Copy all of the items below word for word, leaving the pictures out of your copy.

++++ Source records

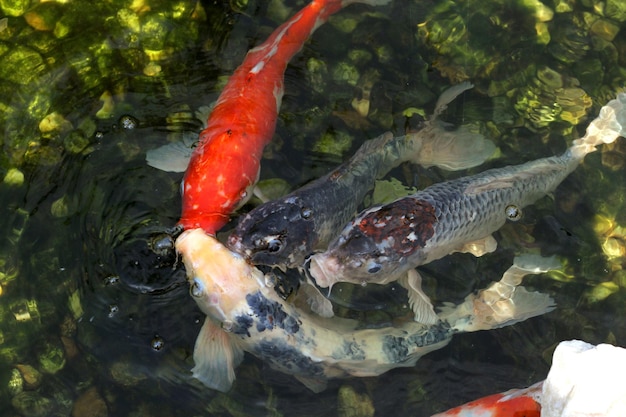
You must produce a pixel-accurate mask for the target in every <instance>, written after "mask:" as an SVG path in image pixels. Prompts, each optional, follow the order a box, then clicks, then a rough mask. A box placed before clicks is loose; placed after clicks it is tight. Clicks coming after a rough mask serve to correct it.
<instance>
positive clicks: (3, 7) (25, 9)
mask: <svg viewBox="0 0 626 417" xmlns="http://www.w3.org/2000/svg"><path fill="white" fill-rule="evenodd" d="M30 2H31V0H0V9H2V11H3V12H4V13H5V14H7V15H8V16H21V15H23V14H24V13H25V12H26V11H27V10H28V8H29V7H30Z"/></svg>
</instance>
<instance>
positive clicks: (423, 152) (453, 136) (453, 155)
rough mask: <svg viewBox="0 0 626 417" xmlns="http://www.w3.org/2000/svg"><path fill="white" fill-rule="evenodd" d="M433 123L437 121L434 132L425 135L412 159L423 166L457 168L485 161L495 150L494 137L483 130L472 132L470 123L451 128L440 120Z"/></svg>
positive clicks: (471, 166)
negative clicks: (418, 151) (444, 127)
mask: <svg viewBox="0 0 626 417" xmlns="http://www.w3.org/2000/svg"><path fill="white" fill-rule="evenodd" d="M433 123H435V124H434V125H433V126H432V128H431V132H430V133H431V134H429V135H428V136H427V137H423V140H422V142H423V143H422V148H421V151H420V153H419V155H418V157H417V158H416V160H413V161H412V162H414V163H418V164H421V165H423V166H424V167H429V166H433V165H434V166H438V167H440V168H444V169H447V170H450V171H456V170H459V169H466V168H471V167H475V166H478V165H480V164H482V163H483V162H485V161H486V160H487V159H488V158H489V157H490V156H491V155H493V153H494V151H495V150H496V146H495V145H494V144H493V142H492V141H490V140H488V139H486V138H485V137H484V136H483V135H481V134H480V133H474V132H472V131H471V130H470V128H469V126H461V127H459V128H458V129H457V130H455V131H448V130H445V129H444V128H443V126H441V125H440V124H439V123H438V122H436V121H435V122H433ZM419 133H420V132H417V133H415V135H418V134H419Z"/></svg>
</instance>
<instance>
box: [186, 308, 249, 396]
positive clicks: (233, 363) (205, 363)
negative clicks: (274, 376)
mask: <svg viewBox="0 0 626 417" xmlns="http://www.w3.org/2000/svg"><path fill="white" fill-rule="evenodd" d="M193 360H194V362H195V364H196V366H194V367H193V369H192V370H191V372H193V376H194V377H195V378H197V379H199V380H200V381H201V382H202V383H203V384H204V385H206V386H207V387H209V388H213V389H216V390H218V391H222V392H226V391H228V390H229V389H230V387H231V386H232V385H233V382H234V381H235V368H236V367H237V366H238V365H239V364H240V363H241V361H242V360H243V350H242V349H241V347H240V346H239V345H238V344H237V343H235V342H234V341H233V340H232V338H231V336H230V335H229V334H228V333H226V332H225V331H224V330H222V329H221V328H220V327H219V326H218V325H217V324H215V323H214V322H213V321H211V319H210V318H208V317H207V318H205V319H204V325H203V326H202V329H201V330H200V334H198V338H197V339H196V346H195V348H194V351H193Z"/></svg>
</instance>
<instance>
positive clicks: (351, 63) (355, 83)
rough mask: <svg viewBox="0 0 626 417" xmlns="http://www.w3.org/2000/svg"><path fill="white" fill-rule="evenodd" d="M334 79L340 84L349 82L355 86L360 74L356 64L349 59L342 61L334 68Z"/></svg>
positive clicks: (335, 80)
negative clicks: (359, 73) (351, 61)
mask: <svg viewBox="0 0 626 417" xmlns="http://www.w3.org/2000/svg"><path fill="white" fill-rule="evenodd" d="M332 78H333V81H335V82H337V83H340V84H344V83H345V84H348V85H350V86H352V87H355V86H356V85H357V83H358V82H359V78H360V74H359V70H358V69H357V67H356V66H355V65H353V64H352V63H350V62H347V61H341V62H339V63H337V65H335V66H334V68H333V70H332Z"/></svg>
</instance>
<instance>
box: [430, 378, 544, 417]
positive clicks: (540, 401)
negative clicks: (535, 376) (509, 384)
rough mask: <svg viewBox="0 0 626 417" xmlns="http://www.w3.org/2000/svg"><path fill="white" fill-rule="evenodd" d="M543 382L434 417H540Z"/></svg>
mask: <svg viewBox="0 0 626 417" xmlns="http://www.w3.org/2000/svg"><path fill="white" fill-rule="evenodd" d="M542 386H543V381H541V382H538V383H536V384H534V385H531V386H530V387H528V388H523V389H512V390H509V391H507V392H503V393H501V394H494V395H489V396H487V397H483V398H479V399H478V400H475V401H472V402H469V403H467V404H463V405H460V406H458V407H455V408H453V409H451V410H448V411H445V412H443V413H438V414H435V415H433V416H432V417H514V416H520V417H540V416H541V392H542Z"/></svg>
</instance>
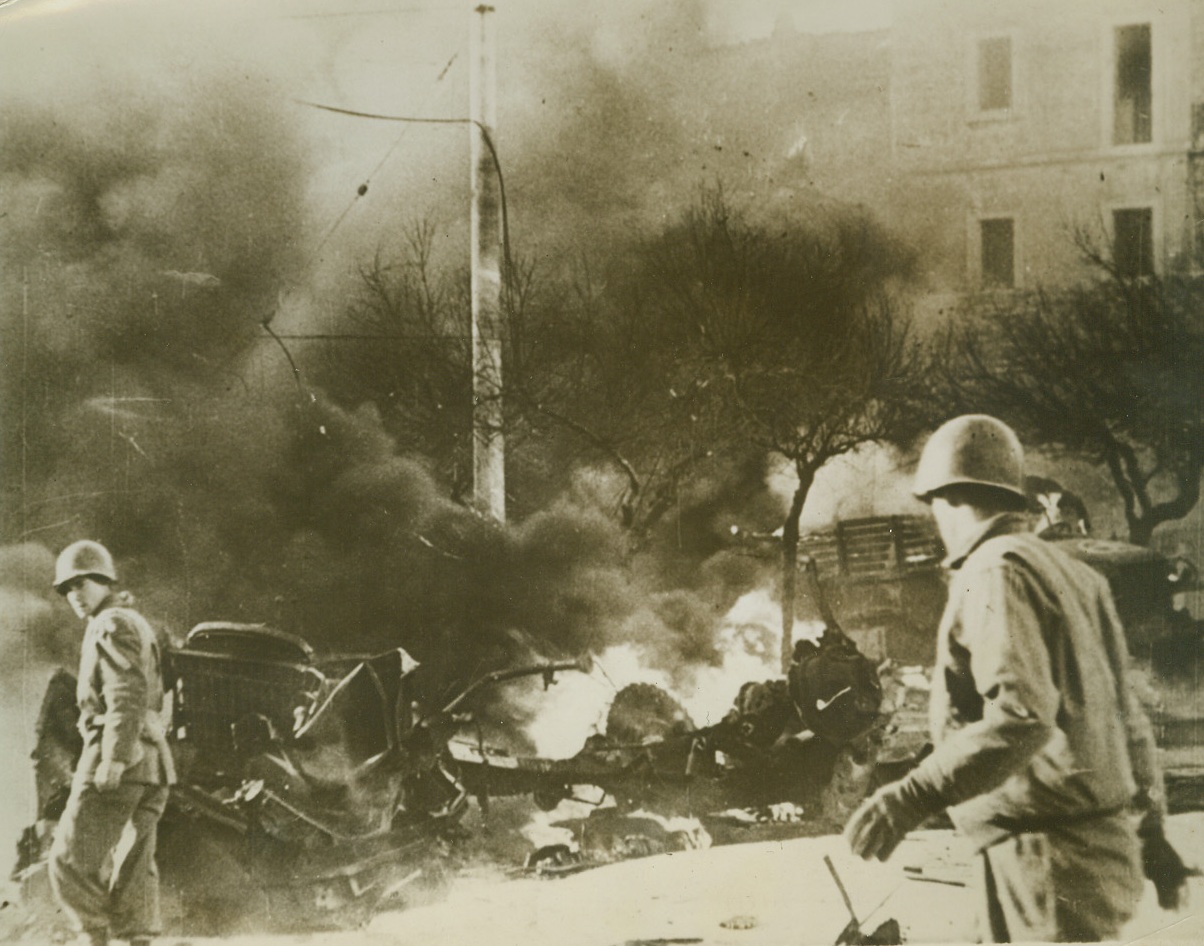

++++++++

### Exercise result
You must produce a pixel-accurate mask for the target in every <instance>, written after "mask:" as an SVG path in image pixels. Prompts, each optional, follow the order a box, then clicks, then a rough mask. A box placed before clicks is loose; placed after clicks it is tight. Clicks coming after a rough mask serve to correct it.
<instance>
positive clicks: (3, 7) (25, 9)
mask: <svg viewBox="0 0 626 417" xmlns="http://www.w3.org/2000/svg"><path fill="white" fill-rule="evenodd" d="M30 2H31V0H0V9H2V11H3V12H4V13H5V14H7V15H8V16H21V15H23V14H24V13H25V12H26V11H27V10H28V8H29V7H30Z"/></svg>
</instance>
<instance>
positive clicks: (423, 152) (453, 136) (453, 155)
rough mask: <svg viewBox="0 0 626 417" xmlns="http://www.w3.org/2000/svg"><path fill="white" fill-rule="evenodd" d="M433 123L437 121L434 132L425 135L412 159L423 166L457 168L485 161L495 150L494 137L483 130L472 132L470 123L451 128L440 120Z"/></svg>
positive clicks: (471, 166)
negative clicks: (418, 151) (444, 127)
mask: <svg viewBox="0 0 626 417" xmlns="http://www.w3.org/2000/svg"><path fill="white" fill-rule="evenodd" d="M433 123H435V124H434V125H433V126H432V128H431V132H430V133H431V134H429V135H428V136H427V137H423V140H422V142H423V143H422V148H421V151H420V153H419V155H418V157H417V158H416V160H413V161H412V162H414V163H418V164H421V165H423V166H424V167H429V166H433V165H434V166H438V167H440V168H444V169H447V170H450V171H456V170H459V169H466V168H471V167H475V166H478V165H480V164H482V163H483V162H485V161H486V160H487V159H488V158H489V157H490V156H491V155H493V153H494V151H495V150H496V146H495V145H494V144H493V142H492V141H490V140H488V139H486V138H485V137H484V136H483V135H481V134H480V133H474V132H472V131H471V130H470V128H469V126H461V127H459V128H458V129H457V130H455V131H448V130H445V129H444V128H443V126H441V125H440V124H439V123H438V122H436V121H435V122H433ZM419 133H420V132H417V133H415V135H418V134H419Z"/></svg>
</instance>
<instance>
box: [186, 308, 249, 396]
positive clicks: (233, 363) (205, 363)
negative clicks: (274, 376)
mask: <svg viewBox="0 0 626 417" xmlns="http://www.w3.org/2000/svg"><path fill="white" fill-rule="evenodd" d="M193 360H194V362H195V364H196V366H194V367H193V369H192V370H191V372H193V376H194V377H195V378H197V379H199V380H200V381H201V382H202V383H203V384H204V385H206V386H207V387H209V388H213V389H216V390H218V391H222V392H226V391H228V390H229V389H230V387H231V386H232V385H233V382H234V381H235V368H236V367H237V366H238V365H239V364H240V363H241V361H242V360H243V350H242V349H241V347H240V346H239V345H238V344H237V343H235V342H234V341H233V340H232V338H231V336H230V335H229V334H228V333H226V332H225V331H224V330H222V329H221V328H220V327H219V326H218V325H217V324H215V323H214V322H213V321H211V319H210V318H208V317H207V318H205V319H204V325H203V326H202V329H201V330H200V334H198V338H197V339H196V346H195V348H194V351H193Z"/></svg>
</instance>
<instance>
positive clicks: (351, 63) (355, 83)
rough mask: <svg viewBox="0 0 626 417" xmlns="http://www.w3.org/2000/svg"><path fill="white" fill-rule="evenodd" d="M334 79L340 84L349 82L355 86L360 74L356 64L349 59L342 61L334 68Z"/></svg>
positive clicks: (335, 80)
negative clicks: (359, 73) (351, 61)
mask: <svg viewBox="0 0 626 417" xmlns="http://www.w3.org/2000/svg"><path fill="white" fill-rule="evenodd" d="M332 78H333V81H335V82H337V83H340V84H344V83H345V84H348V85H350V86H352V87H355V86H356V85H357V83H358V82H359V78H360V74H359V70H358V69H357V67H356V66H355V65H353V64H352V63H350V62H347V61H341V62H339V63H337V65H335V66H334V68H333V70H332Z"/></svg>
</instance>
<instance>
box: [430, 378, 544, 417]
positive clicks: (540, 401)
negative clicks: (535, 376) (509, 384)
rough mask: <svg viewBox="0 0 626 417" xmlns="http://www.w3.org/2000/svg"><path fill="white" fill-rule="evenodd" d="M543 382L434 417H540Z"/></svg>
mask: <svg viewBox="0 0 626 417" xmlns="http://www.w3.org/2000/svg"><path fill="white" fill-rule="evenodd" d="M542 386H543V381H541V382H538V383H536V384H534V385H531V386H530V387H528V388H523V389H512V390H509V391H507V392H503V393H501V394H494V395H489V396H487V397H483V398H479V399H478V400H475V401H472V402H469V403H467V404H463V405H460V406H458V407H455V408H453V409H451V410H448V411H445V412H443V413H438V414H435V415H433V416H432V417H514V416H520V417H540V416H541V392H542Z"/></svg>
</instance>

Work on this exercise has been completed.